找出下方列表中含有“jersey”一词的每一行，并逐行照抄出来。

▸ 待处理数据

-=-=-

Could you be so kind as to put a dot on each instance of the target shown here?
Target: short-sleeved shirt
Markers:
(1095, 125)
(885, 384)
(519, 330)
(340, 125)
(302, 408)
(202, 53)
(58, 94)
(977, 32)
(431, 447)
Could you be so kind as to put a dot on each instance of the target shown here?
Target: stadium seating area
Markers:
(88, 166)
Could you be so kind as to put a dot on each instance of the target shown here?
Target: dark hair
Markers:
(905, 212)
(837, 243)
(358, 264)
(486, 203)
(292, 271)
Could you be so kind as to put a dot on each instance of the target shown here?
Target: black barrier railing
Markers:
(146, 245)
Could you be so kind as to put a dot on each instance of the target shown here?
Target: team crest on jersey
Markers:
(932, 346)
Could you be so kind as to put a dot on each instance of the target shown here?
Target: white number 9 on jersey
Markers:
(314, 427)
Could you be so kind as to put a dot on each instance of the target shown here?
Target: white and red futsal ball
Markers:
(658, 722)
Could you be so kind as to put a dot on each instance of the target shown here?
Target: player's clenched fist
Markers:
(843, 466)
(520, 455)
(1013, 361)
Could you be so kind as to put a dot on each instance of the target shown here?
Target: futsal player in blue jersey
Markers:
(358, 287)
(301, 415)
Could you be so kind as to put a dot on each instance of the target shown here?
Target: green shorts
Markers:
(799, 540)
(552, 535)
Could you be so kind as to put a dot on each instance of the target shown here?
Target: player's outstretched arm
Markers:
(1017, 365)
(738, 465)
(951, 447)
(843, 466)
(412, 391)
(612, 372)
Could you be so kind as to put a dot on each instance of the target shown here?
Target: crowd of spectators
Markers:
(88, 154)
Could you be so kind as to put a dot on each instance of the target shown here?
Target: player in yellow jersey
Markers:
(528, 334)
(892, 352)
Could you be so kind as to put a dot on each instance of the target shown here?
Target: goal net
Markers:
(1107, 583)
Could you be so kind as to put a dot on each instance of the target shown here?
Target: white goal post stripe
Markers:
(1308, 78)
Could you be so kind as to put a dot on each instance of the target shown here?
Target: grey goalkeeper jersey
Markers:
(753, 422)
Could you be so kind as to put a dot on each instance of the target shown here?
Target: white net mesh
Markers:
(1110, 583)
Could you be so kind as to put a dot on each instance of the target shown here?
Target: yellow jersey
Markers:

-=-=-

▸ 输出结果
Target: team crest on jersey
Target: white number 9 on jersey
Target: futsal player in blue jersey
Target: player in yellow jersey
Target: grey goalkeeper jersey
Target: yellow jersey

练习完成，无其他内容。